Several decades ago (at the risk of divulging my age) I, a rather shy and unassertive girl, sat at my desk, working diligently, in a large investment corporation. I enjoyed my career – assisting clients, the satisfaction of completing a hard day’s work - yet it was not my passion. What I felt really passionate about was the injustice toward animals – animal experiments in particular.
It was for this reason that I felt my anxiety levels rising as I became aware of a work colleague walking from desk to desk soliciting donations in exchange for badges and tokens for Red Nose Day – a well-renowned annual fundraiser for SIDS (Sudden Infant Death Syndrome).
As she edged closer to my desk I panicked. I knew that donations to Red Nose Day likely funded animal experiments and I was so vehemently opposed to that. But what was I to do?
I actually faced two dilemmas – speaking out to someone I felt intimated by (for no good reason other than my shyness) and being seen as someone who cared more about animals than dying babies. Of course the latter wasn’t true. As many readers will agree, spending valuable resources on research using a different species will not help dying babies at all - in fact it could delay the cure! Should I speak up and state my disapproval, or should I just hand over a small donation which in the scheme of things was not going to contribute much either way?
Sue finally reached my desk. She asked – rather nicely – whether I would like to make a donation to Red Nose Day.
I turned to her not knowing what would come out of my mouth, but said confidently, “I understand that you are collecting money for medical research and I wish all the best for those babies who are sick, however I am very much opposed to animal experiments, which I believe the money will contribute to and I’d therefore feel very uncomfortable making a donation.” Almost in disbelief at myself I waited on Sue’s response. She told me that she respected my view and thanked me for letting her know. Phew. Did I really just do that?
Being much older now, hopefully much wiser, and nowhere near as bashful as I was back then, this scenario seems almost cowardly. I mean, why wouldn’t I be confident in speaking out against something I felt so strongly about? However the reality is that many people do indeed suffer from such anxiety and this is a concern. So I did something about it to help others in a similar situation. I initiated the Humane Charities List.
To be fair, it wasn’t my original idea. I’d heard of a similar scheme in the United States and contacted them to set up a similar thing in Australia and they were happy to assist.

> [PROBLEM 1]:
Print everything in the Red Nose Day passage from "Sue finally reached" down to "just do that?".
> [PROBLEM 2]:
In the Red Nose Day passage, what cause does the annual fundraiser support?

> [GIVEN INFORMATION]:

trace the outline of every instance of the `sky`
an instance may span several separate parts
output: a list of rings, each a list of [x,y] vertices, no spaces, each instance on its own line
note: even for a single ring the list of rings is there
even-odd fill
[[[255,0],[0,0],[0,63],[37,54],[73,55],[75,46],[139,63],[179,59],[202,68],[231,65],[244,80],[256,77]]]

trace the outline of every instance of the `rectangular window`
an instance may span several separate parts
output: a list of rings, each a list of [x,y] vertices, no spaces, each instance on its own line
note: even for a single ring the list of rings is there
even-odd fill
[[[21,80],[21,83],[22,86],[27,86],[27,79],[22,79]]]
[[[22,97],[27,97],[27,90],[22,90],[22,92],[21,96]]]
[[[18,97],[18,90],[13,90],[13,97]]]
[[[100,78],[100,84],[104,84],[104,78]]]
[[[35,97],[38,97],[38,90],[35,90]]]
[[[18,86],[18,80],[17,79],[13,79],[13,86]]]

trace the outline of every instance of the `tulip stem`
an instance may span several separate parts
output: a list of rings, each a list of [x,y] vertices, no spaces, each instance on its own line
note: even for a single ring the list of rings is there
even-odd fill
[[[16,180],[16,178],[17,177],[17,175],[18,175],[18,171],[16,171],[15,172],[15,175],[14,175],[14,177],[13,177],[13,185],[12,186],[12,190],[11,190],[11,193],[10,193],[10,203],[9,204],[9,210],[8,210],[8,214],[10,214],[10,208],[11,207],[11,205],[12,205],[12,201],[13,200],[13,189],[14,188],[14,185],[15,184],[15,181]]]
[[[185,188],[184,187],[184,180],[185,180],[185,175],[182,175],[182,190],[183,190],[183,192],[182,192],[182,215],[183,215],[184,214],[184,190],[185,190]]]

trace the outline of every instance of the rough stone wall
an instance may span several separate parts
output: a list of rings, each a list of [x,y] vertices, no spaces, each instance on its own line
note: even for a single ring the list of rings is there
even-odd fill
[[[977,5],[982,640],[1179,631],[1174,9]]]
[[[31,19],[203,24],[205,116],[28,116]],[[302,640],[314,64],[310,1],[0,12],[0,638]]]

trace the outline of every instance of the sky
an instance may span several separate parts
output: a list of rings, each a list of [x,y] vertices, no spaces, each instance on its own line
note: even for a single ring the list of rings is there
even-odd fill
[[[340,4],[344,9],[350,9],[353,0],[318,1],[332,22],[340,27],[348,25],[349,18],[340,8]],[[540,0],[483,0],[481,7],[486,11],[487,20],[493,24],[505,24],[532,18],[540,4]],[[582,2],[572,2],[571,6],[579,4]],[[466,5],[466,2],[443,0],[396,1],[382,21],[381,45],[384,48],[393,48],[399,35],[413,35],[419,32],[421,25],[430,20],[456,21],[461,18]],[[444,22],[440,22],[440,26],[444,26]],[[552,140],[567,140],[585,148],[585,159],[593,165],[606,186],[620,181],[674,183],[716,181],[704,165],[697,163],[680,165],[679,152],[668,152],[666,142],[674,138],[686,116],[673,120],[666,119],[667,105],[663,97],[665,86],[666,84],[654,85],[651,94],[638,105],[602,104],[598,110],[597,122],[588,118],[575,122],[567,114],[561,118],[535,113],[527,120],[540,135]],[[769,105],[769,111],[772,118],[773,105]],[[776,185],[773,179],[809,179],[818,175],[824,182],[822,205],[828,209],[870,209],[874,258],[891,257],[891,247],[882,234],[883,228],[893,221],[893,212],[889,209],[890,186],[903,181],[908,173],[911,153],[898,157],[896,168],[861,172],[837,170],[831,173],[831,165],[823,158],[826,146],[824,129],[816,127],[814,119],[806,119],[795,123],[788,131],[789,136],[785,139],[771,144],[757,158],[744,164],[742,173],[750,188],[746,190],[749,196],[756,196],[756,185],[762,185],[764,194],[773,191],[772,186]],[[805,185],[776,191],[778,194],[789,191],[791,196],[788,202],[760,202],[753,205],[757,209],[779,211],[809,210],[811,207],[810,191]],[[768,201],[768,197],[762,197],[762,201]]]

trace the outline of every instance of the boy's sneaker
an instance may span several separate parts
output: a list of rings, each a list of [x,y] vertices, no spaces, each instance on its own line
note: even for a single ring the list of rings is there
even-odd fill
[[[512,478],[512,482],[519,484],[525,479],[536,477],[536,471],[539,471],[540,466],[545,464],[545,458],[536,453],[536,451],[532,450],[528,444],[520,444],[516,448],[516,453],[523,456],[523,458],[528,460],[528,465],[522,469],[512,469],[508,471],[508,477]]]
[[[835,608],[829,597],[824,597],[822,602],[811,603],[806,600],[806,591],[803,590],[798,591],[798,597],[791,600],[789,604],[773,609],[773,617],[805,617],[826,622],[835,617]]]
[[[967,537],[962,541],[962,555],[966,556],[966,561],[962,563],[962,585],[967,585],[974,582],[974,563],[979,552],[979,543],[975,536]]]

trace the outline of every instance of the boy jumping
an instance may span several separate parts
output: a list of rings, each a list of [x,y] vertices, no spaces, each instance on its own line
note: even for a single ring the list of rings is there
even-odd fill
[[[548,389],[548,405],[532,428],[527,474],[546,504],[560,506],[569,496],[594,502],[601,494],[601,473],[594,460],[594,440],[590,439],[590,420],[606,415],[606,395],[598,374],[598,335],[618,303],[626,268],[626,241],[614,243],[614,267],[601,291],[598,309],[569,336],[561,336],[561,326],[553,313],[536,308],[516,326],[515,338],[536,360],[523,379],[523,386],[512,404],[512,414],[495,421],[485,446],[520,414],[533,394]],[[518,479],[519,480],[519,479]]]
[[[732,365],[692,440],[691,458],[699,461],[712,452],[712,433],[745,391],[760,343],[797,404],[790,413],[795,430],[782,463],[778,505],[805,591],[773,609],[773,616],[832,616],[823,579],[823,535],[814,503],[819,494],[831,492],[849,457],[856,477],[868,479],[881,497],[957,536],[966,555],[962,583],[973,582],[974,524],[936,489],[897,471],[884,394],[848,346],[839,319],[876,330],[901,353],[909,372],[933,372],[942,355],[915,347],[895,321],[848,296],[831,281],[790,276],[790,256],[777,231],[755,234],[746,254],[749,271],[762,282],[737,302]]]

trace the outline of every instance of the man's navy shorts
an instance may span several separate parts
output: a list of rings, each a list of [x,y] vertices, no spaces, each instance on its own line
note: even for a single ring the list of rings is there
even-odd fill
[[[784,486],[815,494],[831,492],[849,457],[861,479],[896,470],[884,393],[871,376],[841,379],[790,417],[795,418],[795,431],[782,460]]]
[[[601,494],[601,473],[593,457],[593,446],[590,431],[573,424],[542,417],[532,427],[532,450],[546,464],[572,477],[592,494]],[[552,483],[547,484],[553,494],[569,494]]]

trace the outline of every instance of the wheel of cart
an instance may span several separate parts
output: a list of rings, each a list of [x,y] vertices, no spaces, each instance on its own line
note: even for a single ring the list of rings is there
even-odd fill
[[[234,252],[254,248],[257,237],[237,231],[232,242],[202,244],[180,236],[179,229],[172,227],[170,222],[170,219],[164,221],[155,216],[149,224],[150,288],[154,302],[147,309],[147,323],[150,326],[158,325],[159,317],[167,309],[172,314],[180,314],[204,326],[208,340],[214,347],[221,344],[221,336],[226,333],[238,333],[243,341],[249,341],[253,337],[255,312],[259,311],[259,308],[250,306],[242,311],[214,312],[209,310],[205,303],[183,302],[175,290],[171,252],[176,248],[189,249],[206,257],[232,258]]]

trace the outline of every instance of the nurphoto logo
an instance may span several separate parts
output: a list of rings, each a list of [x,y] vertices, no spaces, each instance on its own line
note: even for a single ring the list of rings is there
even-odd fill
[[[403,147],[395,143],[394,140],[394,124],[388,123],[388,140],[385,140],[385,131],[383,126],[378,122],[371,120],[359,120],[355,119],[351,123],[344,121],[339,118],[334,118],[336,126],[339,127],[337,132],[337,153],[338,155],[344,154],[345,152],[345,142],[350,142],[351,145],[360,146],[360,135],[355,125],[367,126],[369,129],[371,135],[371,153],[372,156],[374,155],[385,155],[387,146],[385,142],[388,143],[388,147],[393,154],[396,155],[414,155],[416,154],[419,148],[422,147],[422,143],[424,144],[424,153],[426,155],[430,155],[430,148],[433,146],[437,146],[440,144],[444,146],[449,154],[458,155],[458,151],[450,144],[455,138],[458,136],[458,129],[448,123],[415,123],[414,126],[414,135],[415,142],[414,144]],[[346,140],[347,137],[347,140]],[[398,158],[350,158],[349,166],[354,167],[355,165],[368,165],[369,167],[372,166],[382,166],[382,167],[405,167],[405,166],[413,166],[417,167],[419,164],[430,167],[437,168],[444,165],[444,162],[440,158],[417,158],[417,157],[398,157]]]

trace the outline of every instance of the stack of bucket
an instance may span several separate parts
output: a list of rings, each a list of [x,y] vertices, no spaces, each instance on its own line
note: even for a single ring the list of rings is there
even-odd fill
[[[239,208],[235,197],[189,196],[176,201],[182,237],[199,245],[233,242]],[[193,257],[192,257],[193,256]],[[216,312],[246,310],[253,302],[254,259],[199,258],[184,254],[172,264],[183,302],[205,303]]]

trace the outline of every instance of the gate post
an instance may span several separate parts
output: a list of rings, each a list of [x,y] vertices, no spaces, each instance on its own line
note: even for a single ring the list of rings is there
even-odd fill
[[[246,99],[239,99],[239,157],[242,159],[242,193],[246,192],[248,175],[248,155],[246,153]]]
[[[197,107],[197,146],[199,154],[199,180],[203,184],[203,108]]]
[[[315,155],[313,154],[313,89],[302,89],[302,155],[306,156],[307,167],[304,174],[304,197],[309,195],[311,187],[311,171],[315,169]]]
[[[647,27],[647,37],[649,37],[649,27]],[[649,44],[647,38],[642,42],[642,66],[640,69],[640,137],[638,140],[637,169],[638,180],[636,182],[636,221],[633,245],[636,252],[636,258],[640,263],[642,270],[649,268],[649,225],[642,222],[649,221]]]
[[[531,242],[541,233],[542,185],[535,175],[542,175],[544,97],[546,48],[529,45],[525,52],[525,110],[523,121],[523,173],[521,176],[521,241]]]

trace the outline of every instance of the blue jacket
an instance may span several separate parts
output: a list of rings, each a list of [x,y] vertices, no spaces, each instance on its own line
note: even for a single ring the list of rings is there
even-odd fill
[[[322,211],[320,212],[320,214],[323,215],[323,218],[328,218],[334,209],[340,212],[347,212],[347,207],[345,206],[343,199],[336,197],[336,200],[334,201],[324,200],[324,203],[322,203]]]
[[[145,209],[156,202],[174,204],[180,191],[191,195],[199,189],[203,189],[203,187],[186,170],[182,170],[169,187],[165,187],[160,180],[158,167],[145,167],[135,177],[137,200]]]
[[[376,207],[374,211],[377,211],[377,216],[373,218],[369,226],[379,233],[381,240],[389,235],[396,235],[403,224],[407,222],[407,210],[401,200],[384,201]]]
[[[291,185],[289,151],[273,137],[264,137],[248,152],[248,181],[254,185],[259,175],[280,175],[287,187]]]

> [WRITTEN RESPONSE 1]:
Sue finally reached my desk. She asked – rather nicely – whether I would like to make a donation to Red Nose Day.
I turned to her not knowing what would come out of my mouth, but said confidently, “I understand that you are collecting money for medical research and I wish all the best for those babies who are sick, however I am very much opposed to animal experiments, which I believe the money will contribute to and I’d therefore feel very uncomfortable making a donation.” Almost in disbelief at myself I waited on Sue’s response. She told me that she respected my view and thanked me for letting her know. Phew. Did I really just do that?

> [WRITTEN RESPONSE 2]:
SIDS (Sudden Infant Death Syndrome)